### WRITTEN EXERCISE
Using the opinion piece on East African leaders, explain in one to three sentences why the author's Ugandan friend considers Mwai Kibaki a transformational leader.

### TEXT TO READ
Start

By Frederick Golooba-Mutebi
A day after it was announced that former President of Tanzania, John Pombe Magufuli had died, I tweeted about how I believed that, warts and all, he was the best president the country has had since Mwalimu Julius Nyerere. I argued that he knew what leadership was about. In comments which would have struck some people as inflammatory, I added that he and President Paul Kagame of Rwanda were the two ‘truly transformational’ leaders the East African Community has had.
Reactions came in thick and fast, many from people who clearly agreed with me, or who for some reason or other, ‘liked’ the comments. Others, notably a few Ugandans, lurched onto the fact that I had chosen to not include President Yoweri Tibuhaburwa Museveni as a transformational leader. One or two, or even three reactions queried why former President of Kenya, Mwai Kibaki, was missing from the list. The explanation was simple, but I did not provide it on Twitter. Let me do so here.
For all I know, Kibaki came as a breath of fresh air after his former boss, Daniel Arap Moi, and went on to impress many Kenyans and followers of developments in Kenya with the way he delivered public goods, particularly physical infrastructure such as roads. A Ugandan friend who has lived in Kenya for many years told me recently:
By all means Mwai Kibaki was a transformational leader. He inherited a state that had central command and control… His style was different from that of Moi. Kenya saw the execution of transformational infrastructure. Kibaki was not controlling every facet of government. He let systems work. Kibaki ran the country like a corporate CEO.

End

### SUPPLIED INFORMATION
Start

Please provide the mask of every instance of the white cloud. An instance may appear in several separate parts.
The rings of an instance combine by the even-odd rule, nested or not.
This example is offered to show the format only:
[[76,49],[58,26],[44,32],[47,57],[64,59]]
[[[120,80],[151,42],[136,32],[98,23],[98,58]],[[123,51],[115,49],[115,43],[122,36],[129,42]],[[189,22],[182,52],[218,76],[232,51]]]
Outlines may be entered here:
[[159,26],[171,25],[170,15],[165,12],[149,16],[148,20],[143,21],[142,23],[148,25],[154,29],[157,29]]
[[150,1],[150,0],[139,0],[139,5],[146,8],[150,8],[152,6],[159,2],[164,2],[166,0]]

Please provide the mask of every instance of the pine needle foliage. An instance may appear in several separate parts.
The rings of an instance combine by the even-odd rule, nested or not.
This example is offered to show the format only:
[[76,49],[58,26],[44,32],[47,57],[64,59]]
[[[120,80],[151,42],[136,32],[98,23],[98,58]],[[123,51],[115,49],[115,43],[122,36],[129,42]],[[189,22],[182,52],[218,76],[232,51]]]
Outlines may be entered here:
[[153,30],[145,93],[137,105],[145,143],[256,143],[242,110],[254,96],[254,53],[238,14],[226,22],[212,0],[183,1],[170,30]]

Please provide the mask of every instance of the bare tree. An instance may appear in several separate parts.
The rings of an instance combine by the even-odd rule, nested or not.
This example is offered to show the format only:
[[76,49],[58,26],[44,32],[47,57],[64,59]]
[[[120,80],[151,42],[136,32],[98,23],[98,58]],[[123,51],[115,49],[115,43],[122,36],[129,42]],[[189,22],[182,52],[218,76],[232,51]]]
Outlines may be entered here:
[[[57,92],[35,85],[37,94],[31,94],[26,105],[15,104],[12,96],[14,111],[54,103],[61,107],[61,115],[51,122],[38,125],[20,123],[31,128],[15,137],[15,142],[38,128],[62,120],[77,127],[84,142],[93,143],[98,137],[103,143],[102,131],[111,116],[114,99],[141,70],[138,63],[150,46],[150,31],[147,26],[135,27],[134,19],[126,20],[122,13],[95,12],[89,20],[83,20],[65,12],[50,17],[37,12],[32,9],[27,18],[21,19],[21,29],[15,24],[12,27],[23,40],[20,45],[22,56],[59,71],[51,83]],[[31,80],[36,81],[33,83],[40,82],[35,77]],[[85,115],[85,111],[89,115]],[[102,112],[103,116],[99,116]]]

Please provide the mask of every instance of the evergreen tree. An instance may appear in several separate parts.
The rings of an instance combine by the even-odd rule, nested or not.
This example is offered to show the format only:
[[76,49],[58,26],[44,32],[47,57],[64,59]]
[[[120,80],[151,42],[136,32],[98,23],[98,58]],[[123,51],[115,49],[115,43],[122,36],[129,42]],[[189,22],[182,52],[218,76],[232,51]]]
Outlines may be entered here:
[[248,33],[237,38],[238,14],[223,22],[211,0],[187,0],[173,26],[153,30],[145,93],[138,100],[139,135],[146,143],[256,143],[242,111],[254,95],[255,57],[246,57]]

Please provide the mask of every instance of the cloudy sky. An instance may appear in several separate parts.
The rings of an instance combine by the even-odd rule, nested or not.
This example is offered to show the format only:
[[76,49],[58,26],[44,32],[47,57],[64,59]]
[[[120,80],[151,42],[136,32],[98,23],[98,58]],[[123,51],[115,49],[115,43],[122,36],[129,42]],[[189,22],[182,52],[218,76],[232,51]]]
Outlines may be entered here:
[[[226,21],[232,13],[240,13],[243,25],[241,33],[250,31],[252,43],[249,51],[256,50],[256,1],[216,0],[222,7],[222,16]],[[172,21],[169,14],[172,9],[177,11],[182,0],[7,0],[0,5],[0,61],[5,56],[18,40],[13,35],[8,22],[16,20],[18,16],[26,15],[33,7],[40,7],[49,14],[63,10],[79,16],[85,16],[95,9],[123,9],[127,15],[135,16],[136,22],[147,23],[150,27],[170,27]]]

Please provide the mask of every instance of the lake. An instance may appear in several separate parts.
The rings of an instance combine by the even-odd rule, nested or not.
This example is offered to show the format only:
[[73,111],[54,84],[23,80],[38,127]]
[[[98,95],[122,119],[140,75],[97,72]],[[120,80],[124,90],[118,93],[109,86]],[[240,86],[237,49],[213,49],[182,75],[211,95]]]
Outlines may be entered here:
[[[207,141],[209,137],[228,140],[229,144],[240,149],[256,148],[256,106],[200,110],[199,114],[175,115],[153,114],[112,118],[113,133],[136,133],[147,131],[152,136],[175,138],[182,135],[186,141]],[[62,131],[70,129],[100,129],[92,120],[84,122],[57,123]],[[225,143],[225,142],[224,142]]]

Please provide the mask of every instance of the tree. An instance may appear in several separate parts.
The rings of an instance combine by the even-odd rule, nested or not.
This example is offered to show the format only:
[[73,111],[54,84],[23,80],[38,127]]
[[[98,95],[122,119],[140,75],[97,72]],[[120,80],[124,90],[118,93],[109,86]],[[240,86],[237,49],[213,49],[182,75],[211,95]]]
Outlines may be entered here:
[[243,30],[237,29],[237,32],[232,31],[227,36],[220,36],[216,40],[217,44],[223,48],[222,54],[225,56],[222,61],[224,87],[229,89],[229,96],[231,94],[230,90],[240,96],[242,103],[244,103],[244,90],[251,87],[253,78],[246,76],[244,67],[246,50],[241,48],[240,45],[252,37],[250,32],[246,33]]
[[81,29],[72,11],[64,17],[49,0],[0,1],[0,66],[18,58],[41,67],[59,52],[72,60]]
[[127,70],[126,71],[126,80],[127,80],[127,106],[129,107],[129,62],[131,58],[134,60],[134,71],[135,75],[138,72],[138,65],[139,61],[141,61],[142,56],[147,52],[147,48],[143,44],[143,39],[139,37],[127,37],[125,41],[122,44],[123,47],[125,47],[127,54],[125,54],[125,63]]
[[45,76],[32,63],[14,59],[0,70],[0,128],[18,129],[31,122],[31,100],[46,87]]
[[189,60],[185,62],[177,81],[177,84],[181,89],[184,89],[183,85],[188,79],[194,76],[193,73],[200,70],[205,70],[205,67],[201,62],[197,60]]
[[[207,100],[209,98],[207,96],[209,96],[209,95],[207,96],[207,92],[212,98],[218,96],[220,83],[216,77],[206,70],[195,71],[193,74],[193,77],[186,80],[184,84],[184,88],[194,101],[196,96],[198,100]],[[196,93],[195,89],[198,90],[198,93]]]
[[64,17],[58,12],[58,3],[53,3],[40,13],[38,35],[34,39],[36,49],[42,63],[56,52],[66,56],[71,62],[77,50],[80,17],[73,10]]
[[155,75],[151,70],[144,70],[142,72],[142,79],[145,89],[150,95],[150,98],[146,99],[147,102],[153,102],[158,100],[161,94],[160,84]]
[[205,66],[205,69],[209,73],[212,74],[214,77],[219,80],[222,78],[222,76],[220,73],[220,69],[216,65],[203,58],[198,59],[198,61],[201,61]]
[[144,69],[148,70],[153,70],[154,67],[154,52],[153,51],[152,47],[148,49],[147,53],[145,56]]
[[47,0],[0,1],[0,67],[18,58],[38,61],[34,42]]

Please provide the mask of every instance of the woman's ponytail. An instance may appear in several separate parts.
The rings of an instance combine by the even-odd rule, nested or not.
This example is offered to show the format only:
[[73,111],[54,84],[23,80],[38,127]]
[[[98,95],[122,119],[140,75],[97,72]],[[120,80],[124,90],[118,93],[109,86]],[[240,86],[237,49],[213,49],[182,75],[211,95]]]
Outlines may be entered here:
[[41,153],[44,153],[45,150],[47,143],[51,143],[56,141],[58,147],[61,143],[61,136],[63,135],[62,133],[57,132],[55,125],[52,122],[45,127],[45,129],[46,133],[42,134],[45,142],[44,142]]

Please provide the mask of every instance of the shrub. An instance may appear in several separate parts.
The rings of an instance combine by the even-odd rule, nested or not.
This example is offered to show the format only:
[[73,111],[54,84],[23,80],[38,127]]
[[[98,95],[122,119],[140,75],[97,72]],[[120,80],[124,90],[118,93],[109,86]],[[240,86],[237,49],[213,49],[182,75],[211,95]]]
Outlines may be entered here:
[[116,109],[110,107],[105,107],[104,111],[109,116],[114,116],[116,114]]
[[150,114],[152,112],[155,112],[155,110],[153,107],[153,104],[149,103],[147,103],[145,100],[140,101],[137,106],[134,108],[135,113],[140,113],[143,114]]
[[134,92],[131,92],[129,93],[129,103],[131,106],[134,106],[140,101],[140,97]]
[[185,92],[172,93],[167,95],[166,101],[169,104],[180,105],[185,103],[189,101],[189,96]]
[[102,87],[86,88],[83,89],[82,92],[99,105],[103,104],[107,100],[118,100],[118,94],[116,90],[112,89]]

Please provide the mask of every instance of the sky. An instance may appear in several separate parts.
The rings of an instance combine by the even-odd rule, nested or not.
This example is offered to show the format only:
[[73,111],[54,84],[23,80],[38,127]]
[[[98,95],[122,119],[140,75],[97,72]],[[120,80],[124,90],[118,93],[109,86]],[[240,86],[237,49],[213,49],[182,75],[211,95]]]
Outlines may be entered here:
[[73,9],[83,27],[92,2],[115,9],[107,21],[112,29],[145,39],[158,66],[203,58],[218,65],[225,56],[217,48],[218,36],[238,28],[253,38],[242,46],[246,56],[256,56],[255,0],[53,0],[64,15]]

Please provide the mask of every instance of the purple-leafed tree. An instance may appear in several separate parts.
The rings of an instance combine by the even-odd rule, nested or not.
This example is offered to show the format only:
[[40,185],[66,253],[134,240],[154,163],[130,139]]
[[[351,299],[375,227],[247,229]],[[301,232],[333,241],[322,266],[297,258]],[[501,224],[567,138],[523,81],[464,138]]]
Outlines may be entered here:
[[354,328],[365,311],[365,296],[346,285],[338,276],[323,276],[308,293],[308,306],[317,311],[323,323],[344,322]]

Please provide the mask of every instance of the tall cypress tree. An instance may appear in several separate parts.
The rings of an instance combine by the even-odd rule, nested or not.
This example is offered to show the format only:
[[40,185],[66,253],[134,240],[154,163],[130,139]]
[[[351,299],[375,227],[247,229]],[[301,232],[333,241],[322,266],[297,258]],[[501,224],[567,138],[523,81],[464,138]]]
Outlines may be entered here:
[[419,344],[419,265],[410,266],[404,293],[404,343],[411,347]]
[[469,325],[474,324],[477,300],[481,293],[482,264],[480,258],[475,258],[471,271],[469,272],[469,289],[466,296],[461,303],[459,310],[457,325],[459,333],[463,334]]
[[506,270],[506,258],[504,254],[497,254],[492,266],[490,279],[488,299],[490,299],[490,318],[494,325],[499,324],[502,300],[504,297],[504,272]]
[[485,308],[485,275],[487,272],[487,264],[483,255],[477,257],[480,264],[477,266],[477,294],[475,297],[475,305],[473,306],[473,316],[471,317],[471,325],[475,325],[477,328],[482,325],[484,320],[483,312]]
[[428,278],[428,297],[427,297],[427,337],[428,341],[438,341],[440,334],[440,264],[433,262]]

End

### TASK RESPONSE
According to the friend, Kibaki inherited a state run by central command and control and led in a different style from Moi, overseeing the execution of transformational infrastructure in Kenya. Rather than controlling every facet of government, he let systems work and ran the country like a corporate CEO.